» **What is needed**
Omit all pictures. Copy exactly the lines from the line containing "Q: Where is a point on each instance of the tail" to the end of the listing, with both ends included.

» **The records**
◇ ◇ ◇ ◇ ◇ ◇ ◇

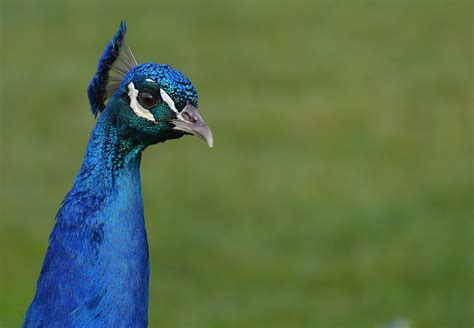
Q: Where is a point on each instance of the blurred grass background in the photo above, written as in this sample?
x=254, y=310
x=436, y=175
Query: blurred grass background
x=340, y=189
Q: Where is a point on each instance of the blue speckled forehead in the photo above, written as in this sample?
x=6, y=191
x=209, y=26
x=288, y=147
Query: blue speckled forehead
x=169, y=79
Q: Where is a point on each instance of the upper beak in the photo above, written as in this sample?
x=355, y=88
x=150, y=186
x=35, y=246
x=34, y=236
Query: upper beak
x=190, y=121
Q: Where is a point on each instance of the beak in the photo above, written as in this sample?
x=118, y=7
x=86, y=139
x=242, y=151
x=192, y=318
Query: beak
x=190, y=121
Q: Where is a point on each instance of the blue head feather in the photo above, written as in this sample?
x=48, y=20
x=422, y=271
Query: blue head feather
x=97, y=86
x=96, y=269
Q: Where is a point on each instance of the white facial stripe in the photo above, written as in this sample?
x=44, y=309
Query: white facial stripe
x=136, y=107
x=167, y=99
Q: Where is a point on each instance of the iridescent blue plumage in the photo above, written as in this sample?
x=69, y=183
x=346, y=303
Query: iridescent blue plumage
x=97, y=86
x=96, y=269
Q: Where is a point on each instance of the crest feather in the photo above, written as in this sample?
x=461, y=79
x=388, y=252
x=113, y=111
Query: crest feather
x=116, y=61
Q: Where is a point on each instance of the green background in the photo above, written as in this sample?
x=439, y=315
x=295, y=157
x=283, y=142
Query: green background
x=339, y=192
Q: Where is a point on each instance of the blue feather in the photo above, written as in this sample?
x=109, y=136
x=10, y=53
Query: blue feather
x=97, y=86
x=96, y=269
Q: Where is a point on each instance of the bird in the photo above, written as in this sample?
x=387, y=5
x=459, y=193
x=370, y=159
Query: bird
x=96, y=269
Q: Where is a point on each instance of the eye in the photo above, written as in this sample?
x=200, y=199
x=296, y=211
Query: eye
x=147, y=99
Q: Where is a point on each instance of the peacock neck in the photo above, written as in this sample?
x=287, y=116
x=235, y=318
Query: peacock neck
x=101, y=223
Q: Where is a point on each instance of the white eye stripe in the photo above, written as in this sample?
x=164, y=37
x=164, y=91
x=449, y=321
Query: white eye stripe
x=136, y=107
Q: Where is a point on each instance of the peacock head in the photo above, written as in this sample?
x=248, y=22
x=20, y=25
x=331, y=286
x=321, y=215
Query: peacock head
x=148, y=103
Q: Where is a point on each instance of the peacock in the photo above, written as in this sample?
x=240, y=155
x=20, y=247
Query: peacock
x=96, y=269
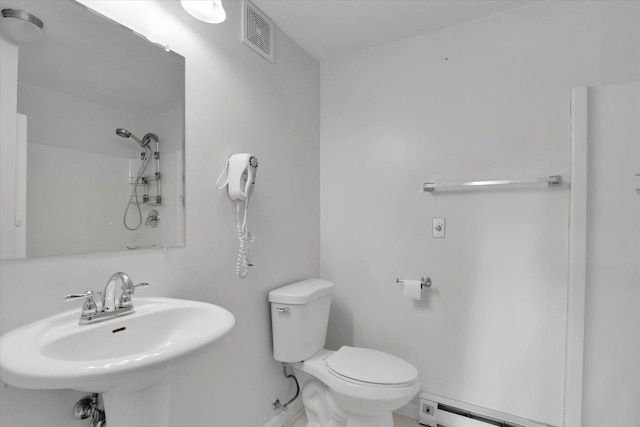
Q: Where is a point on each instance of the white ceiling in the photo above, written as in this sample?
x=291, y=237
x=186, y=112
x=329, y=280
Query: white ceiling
x=331, y=28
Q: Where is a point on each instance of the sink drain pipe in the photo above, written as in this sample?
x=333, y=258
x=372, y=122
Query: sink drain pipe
x=276, y=403
x=88, y=407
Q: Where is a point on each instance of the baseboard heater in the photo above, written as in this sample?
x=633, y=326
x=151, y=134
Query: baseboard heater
x=438, y=411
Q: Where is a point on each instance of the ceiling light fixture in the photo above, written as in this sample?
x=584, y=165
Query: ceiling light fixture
x=21, y=26
x=210, y=11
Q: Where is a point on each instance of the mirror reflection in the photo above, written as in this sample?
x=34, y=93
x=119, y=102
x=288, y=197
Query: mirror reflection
x=95, y=161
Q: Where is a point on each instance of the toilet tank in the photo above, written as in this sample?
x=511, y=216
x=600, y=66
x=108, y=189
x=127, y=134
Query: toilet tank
x=299, y=317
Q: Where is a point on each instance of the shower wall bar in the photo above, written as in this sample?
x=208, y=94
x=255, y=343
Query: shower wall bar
x=553, y=180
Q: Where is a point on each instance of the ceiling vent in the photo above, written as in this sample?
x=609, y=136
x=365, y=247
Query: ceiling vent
x=257, y=30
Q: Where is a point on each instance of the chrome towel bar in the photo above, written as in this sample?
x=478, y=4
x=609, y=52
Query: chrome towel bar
x=553, y=180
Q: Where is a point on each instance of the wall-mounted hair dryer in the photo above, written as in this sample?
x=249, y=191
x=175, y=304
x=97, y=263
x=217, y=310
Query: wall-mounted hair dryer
x=240, y=173
x=239, y=176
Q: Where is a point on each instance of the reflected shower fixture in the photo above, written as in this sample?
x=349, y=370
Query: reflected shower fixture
x=143, y=180
x=21, y=26
x=126, y=134
x=210, y=11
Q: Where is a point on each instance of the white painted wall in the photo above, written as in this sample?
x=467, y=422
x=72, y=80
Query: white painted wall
x=8, y=102
x=235, y=102
x=488, y=99
x=612, y=343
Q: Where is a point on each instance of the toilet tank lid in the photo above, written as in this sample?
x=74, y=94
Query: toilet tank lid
x=301, y=292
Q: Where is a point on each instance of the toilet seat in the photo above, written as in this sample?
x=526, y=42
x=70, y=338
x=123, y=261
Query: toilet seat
x=370, y=367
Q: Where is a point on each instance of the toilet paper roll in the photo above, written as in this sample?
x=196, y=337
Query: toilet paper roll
x=412, y=289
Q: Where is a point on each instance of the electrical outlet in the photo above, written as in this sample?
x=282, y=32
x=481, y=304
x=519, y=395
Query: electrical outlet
x=438, y=228
x=428, y=413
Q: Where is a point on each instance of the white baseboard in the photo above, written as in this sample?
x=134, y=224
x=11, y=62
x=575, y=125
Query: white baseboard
x=281, y=418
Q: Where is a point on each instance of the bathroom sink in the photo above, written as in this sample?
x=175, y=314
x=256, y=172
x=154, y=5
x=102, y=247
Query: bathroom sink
x=118, y=355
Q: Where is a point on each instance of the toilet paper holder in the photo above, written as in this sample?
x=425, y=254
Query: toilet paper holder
x=425, y=281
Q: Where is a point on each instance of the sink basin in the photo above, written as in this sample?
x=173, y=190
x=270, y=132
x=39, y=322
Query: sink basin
x=124, y=353
x=129, y=359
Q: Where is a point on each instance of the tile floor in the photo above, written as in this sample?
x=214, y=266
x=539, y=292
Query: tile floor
x=300, y=420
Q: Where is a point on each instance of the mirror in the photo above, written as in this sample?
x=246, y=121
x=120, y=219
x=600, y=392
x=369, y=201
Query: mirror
x=86, y=188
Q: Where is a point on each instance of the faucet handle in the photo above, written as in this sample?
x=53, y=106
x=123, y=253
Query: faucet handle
x=125, y=298
x=89, y=307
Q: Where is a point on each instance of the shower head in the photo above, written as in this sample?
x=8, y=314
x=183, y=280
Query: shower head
x=126, y=134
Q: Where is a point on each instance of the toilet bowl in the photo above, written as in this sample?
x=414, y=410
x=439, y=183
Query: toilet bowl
x=351, y=387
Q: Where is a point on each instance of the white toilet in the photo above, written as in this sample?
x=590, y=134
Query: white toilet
x=351, y=387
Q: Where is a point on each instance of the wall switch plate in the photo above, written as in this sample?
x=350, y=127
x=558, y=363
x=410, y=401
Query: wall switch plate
x=428, y=413
x=438, y=228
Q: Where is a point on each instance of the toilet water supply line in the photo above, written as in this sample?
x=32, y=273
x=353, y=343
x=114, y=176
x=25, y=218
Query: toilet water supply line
x=284, y=406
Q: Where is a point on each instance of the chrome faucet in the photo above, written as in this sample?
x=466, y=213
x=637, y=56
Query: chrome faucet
x=108, y=308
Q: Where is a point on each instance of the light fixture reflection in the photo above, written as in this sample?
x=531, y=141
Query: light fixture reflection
x=21, y=26
x=210, y=11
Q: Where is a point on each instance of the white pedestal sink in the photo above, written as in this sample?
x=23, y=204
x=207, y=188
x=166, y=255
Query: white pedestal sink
x=129, y=359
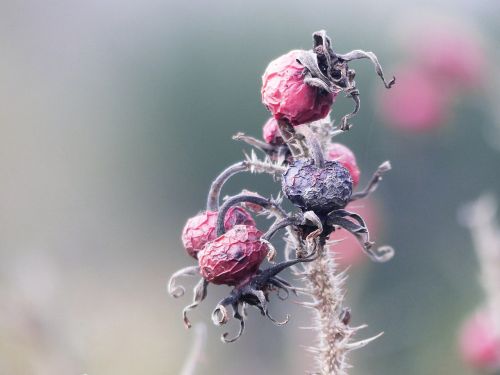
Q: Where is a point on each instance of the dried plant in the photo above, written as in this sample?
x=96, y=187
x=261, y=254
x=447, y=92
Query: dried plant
x=299, y=89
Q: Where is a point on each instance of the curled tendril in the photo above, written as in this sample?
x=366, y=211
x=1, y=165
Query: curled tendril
x=220, y=315
x=199, y=294
x=178, y=291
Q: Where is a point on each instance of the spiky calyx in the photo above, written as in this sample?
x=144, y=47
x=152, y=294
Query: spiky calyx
x=344, y=155
x=288, y=97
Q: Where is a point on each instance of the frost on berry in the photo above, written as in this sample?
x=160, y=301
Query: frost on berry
x=320, y=189
x=233, y=257
x=344, y=155
x=480, y=343
x=200, y=229
x=288, y=97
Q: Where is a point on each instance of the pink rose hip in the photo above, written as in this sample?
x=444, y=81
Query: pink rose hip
x=233, y=257
x=200, y=229
x=479, y=343
x=288, y=97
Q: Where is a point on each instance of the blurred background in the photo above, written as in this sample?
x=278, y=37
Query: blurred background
x=116, y=115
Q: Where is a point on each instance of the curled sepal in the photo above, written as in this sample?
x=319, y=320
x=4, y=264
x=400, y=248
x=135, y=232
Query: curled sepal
x=177, y=291
x=360, y=54
x=199, y=294
x=344, y=122
x=236, y=315
x=360, y=231
x=374, y=181
x=220, y=315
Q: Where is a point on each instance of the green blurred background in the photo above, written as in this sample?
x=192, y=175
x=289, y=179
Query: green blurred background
x=116, y=115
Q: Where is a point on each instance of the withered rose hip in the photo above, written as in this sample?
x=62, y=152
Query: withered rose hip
x=320, y=189
x=286, y=95
x=344, y=155
x=233, y=257
x=271, y=133
x=201, y=228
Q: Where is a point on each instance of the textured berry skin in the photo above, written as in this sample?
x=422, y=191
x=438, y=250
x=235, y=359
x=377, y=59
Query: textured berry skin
x=233, y=257
x=271, y=133
x=201, y=228
x=479, y=345
x=286, y=95
x=318, y=189
x=344, y=155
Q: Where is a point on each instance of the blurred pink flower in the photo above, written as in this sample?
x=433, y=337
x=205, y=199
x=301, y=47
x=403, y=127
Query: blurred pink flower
x=417, y=103
x=348, y=252
x=454, y=56
x=479, y=344
x=286, y=95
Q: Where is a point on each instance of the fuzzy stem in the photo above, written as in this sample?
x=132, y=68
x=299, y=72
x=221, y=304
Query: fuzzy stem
x=314, y=146
x=480, y=218
x=333, y=334
x=252, y=164
x=240, y=198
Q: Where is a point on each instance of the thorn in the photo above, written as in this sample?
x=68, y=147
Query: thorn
x=362, y=343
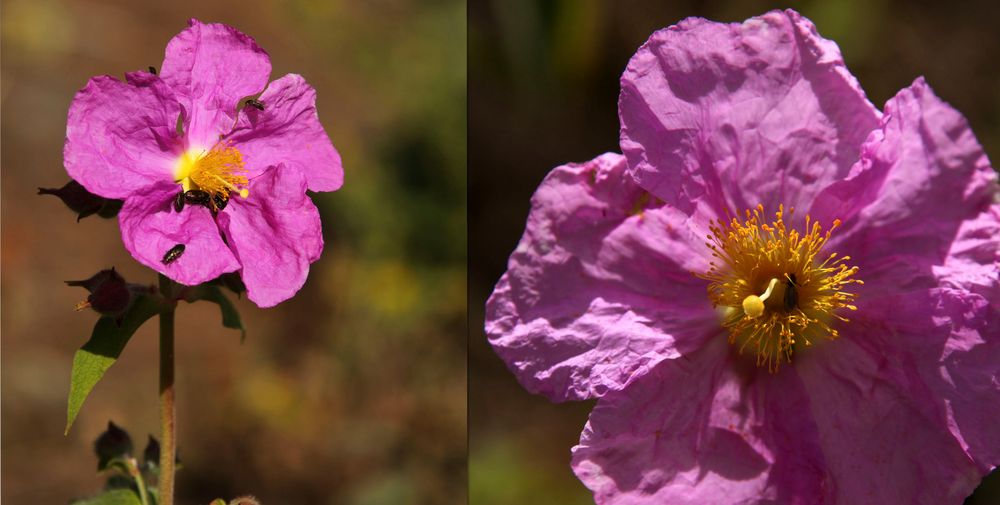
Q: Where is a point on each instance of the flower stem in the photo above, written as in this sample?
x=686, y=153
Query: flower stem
x=133, y=468
x=168, y=447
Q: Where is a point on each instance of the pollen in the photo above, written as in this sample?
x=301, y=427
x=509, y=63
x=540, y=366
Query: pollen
x=780, y=294
x=219, y=171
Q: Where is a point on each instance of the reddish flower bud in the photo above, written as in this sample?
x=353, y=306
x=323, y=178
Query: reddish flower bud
x=83, y=202
x=109, y=293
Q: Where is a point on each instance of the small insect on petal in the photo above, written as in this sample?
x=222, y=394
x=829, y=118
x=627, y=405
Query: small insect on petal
x=179, y=202
x=220, y=201
x=174, y=253
x=197, y=197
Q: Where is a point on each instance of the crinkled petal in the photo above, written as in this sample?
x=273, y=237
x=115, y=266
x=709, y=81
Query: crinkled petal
x=973, y=261
x=150, y=227
x=275, y=234
x=880, y=434
x=921, y=175
x=762, y=112
x=708, y=428
x=288, y=131
x=601, y=286
x=211, y=67
x=941, y=349
x=121, y=137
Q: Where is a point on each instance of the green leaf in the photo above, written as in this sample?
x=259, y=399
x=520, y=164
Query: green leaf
x=102, y=350
x=113, y=497
x=212, y=293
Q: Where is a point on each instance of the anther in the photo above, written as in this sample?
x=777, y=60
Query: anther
x=753, y=305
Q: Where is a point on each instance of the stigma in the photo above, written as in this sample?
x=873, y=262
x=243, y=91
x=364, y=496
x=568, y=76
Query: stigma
x=780, y=295
x=218, y=171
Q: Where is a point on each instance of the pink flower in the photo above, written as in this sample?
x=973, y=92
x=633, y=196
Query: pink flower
x=245, y=167
x=729, y=362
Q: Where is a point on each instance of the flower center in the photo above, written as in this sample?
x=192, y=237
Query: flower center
x=778, y=295
x=218, y=171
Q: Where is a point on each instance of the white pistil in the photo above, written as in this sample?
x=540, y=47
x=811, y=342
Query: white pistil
x=753, y=305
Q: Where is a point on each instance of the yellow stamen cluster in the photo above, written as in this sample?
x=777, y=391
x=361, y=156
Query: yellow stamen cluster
x=799, y=294
x=218, y=171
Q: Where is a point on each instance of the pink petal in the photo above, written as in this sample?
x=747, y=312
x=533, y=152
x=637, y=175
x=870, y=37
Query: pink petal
x=940, y=347
x=288, y=131
x=881, y=435
x=211, y=67
x=275, y=234
x=921, y=175
x=600, y=287
x=150, y=227
x=762, y=112
x=706, y=428
x=120, y=138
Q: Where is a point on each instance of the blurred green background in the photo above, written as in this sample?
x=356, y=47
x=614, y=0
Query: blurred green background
x=543, y=89
x=354, y=391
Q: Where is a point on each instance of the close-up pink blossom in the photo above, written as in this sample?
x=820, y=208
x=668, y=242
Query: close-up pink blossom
x=212, y=162
x=778, y=293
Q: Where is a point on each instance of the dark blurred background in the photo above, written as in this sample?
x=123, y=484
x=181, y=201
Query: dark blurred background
x=543, y=88
x=354, y=391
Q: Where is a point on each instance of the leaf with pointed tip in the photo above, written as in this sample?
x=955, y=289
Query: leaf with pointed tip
x=102, y=350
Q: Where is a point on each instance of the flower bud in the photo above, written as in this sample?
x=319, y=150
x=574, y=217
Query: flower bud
x=109, y=293
x=83, y=202
x=113, y=443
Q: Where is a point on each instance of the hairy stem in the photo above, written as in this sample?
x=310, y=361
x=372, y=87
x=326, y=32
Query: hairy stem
x=168, y=446
x=133, y=469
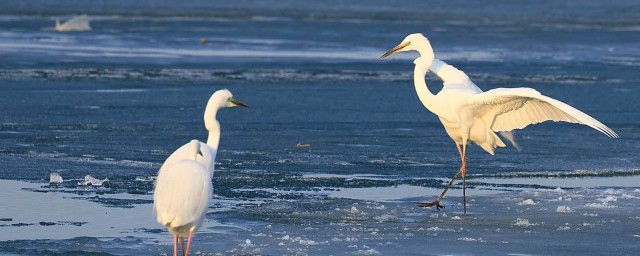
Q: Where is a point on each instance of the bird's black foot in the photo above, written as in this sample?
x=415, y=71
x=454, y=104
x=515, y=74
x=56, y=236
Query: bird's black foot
x=436, y=203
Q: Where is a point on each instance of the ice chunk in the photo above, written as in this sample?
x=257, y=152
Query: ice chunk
x=523, y=223
x=55, y=178
x=367, y=252
x=564, y=209
x=88, y=180
x=469, y=239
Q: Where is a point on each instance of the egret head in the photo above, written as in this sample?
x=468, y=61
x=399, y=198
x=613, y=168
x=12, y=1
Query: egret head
x=414, y=42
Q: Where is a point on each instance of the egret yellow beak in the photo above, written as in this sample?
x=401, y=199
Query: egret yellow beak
x=237, y=103
x=395, y=49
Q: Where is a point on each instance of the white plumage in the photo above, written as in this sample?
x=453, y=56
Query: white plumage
x=470, y=115
x=183, y=186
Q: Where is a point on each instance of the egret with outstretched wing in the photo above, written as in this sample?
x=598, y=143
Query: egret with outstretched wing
x=470, y=115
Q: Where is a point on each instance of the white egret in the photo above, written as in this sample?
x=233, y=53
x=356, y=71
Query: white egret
x=77, y=23
x=470, y=115
x=183, y=186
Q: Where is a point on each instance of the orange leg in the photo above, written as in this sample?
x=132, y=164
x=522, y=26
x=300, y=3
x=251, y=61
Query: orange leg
x=182, y=244
x=175, y=245
x=462, y=172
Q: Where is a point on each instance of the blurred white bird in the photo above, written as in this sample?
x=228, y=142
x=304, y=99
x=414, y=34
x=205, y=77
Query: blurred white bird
x=77, y=23
x=183, y=186
x=470, y=115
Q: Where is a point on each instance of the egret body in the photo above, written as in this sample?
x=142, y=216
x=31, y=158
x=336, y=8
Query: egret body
x=183, y=186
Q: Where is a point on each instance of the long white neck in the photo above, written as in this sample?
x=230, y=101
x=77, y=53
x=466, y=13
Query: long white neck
x=426, y=97
x=212, y=124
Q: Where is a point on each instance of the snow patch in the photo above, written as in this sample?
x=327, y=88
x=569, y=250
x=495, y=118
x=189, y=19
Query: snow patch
x=88, y=180
x=469, y=239
x=55, y=178
x=367, y=252
x=564, y=209
x=599, y=206
x=524, y=223
x=527, y=202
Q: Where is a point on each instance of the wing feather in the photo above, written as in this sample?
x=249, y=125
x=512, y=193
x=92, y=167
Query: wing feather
x=507, y=109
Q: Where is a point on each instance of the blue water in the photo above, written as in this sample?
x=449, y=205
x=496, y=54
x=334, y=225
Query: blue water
x=116, y=101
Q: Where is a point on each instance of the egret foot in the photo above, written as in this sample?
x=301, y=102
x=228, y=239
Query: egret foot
x=436, y=203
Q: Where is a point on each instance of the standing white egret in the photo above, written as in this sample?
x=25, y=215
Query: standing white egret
x=77, y=23
x=470, y=115
x=183, y=185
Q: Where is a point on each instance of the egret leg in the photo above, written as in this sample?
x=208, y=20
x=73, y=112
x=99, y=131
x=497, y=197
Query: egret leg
x=188, y=243
x=175, y=245
x=461, y=171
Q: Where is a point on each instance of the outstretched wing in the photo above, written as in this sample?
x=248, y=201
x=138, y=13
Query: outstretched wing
x=507, y=109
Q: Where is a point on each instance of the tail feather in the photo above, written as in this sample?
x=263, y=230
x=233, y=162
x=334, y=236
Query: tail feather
x=510, y=136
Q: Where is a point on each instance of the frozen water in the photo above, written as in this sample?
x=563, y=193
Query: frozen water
x=55, y=178
x=336, y=150
x=89, y=180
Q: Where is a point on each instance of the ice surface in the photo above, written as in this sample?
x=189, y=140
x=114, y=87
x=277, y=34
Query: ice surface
x=55, y=178
x=89, y=180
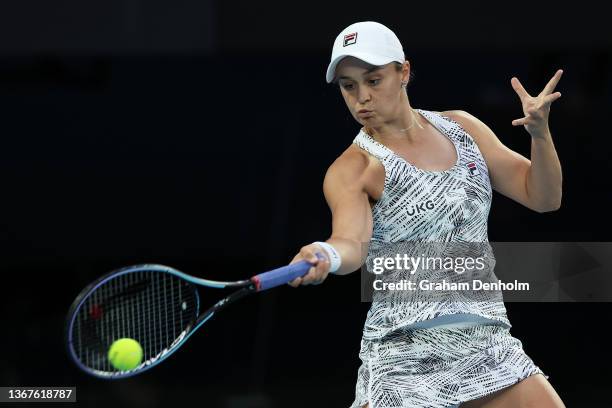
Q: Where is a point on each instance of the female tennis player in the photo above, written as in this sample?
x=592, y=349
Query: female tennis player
x=425, y=176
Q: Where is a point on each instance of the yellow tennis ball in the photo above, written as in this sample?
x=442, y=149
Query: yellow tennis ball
x=125, y=354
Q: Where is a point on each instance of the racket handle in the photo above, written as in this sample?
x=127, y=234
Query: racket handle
x=282, y=275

◇ ◇ ◇ ◇ ◇ ◇ ◇

» **Answer to the task**
Q: Where is a point on each instance of the tail feather in the photo above, written as in this sample?
x=263, y=230
x=233, y=162
x=334, y=236
Query: tail feather
x=510, y=136
Q: Where is a point on each instance of the frozen water in the photo above, written as in this sample?
x=563, y=193
Query: frozen water
x=55, y=178
x=336, y=150
x=89, y=180
Q: Where is a point on each instance of the ice surface in the photo above, written as in this sample?
x=189, y=140
x=114, y=87
x=277, y=34
Query: ice surface
x=55, y=178
x=89, y=180
Q: Where is a point on each instance of the female tennis player in the photo above, written as in this sample?
x=592, y=349
Query: female tennis player
x=425, y=176
Q: Where is a point on each instance of the yellow tennis ball in the photo above, written as in this sample?
x=442, y=149
Query: yellow tennis ball
x=125, y=354
Q: Where is a point on each instance of the racket handle in the photo above, written as in this sample?
x=127, y=234
Query: racket handle
x=282, y=275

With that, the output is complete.